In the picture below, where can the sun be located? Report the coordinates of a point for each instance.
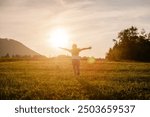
(59, 38)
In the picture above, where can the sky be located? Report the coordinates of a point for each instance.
(88, 22)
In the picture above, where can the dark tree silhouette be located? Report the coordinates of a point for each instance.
(131, 45)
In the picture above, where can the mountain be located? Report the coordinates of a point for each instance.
(13, 47)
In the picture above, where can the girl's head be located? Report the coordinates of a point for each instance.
(74, 46)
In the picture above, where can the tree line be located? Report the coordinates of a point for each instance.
(131, 44)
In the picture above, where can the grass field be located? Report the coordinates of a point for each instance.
(54, 79)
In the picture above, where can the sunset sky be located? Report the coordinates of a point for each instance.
(87, 22)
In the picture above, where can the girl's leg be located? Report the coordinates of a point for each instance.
(78, 67)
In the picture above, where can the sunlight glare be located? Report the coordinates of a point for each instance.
(59, 38)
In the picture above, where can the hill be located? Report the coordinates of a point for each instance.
(13, 47)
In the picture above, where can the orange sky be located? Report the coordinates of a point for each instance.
(89, 22)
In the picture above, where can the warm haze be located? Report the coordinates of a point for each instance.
(40, 24)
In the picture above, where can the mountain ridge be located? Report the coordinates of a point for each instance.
(13, 47)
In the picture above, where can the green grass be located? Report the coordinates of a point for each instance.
(54, 79)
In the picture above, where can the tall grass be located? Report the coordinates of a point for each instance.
(54, 79)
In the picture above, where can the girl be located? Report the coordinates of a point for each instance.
(75, 57)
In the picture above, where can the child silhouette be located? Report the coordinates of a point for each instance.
(75, 57)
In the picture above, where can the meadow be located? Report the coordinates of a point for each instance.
(54, 79)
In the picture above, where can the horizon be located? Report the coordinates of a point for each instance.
(88, 23)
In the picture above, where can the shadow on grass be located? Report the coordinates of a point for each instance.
(105, 92)
(93, 92)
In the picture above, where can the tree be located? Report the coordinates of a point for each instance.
(131, 45)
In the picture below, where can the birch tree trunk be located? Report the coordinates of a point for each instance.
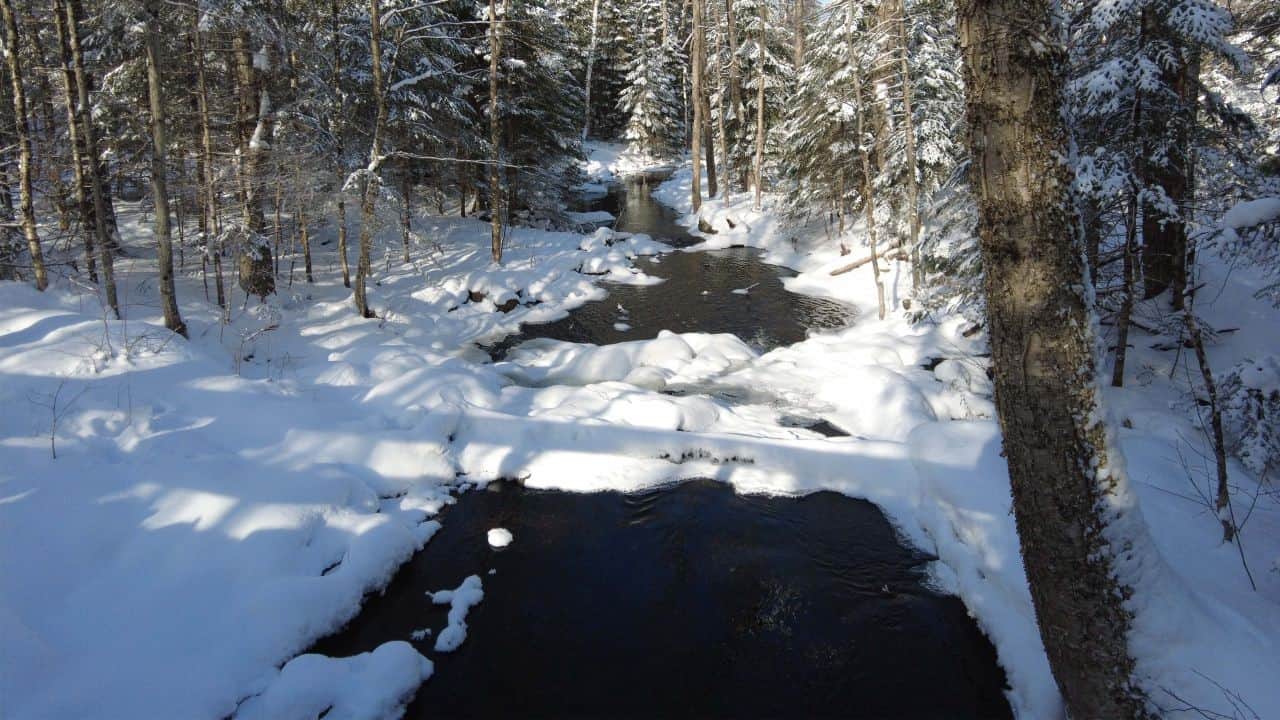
(759, 105)
(1066, 478)
(336, 128)
(369, 200)
(103, 220)
(26, 208)
(735, 87)
(206, 149)
(864, 153)
(590, 65)
(913, 190)
(699, 119)
(159, 167)
(494, 137)
(74, 140)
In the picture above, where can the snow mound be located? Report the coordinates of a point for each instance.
(499, 537)
(460, 601)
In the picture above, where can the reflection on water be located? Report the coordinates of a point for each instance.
(696, 296)
(685, 601)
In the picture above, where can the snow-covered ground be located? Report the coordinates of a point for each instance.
(218, 505)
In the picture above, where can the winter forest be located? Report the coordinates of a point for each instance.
(370, 359)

* **O que se pede**
Copie sem alterações as linhas dos registros acima, da linha que contém "In the picture above, where can the tree be" até a última linha dos registros, incluindo ambas. Não inclua as imagens.

* **Resposta**
In the picture above, where can the tree be located? Report the coordinates of a point for each instance.
(131, 45)
In the picture below, where can the birch tree trunk be located? Report the coordinates of a point for each instance.
(759, 105)
(1066, 478)
(336, 128)
(369, 200)
(103, 220)
(26, 208)
(735, 87)
(206, 149)
(864, 153)
(590, 65)
(913, 190)
(699, 119)
(159, 167)
(494, 137)
(74, 140)
In the picture above, where can the snow mound be located? Report the coordinates of a point for each instance.
(499, 537)
(460, 601)
In the picture above, where can the reflection on water be located? Report the coordinates of a point for each instance.
(696, 296)
(685, 601)
In the picture above, where can the snow-covered ground be located? Report the coordinates of a point for each instance.
(218, 505)
In the picture above, where can the winter forest be located? Report the coordinates of a point for each instance.
(370, 359)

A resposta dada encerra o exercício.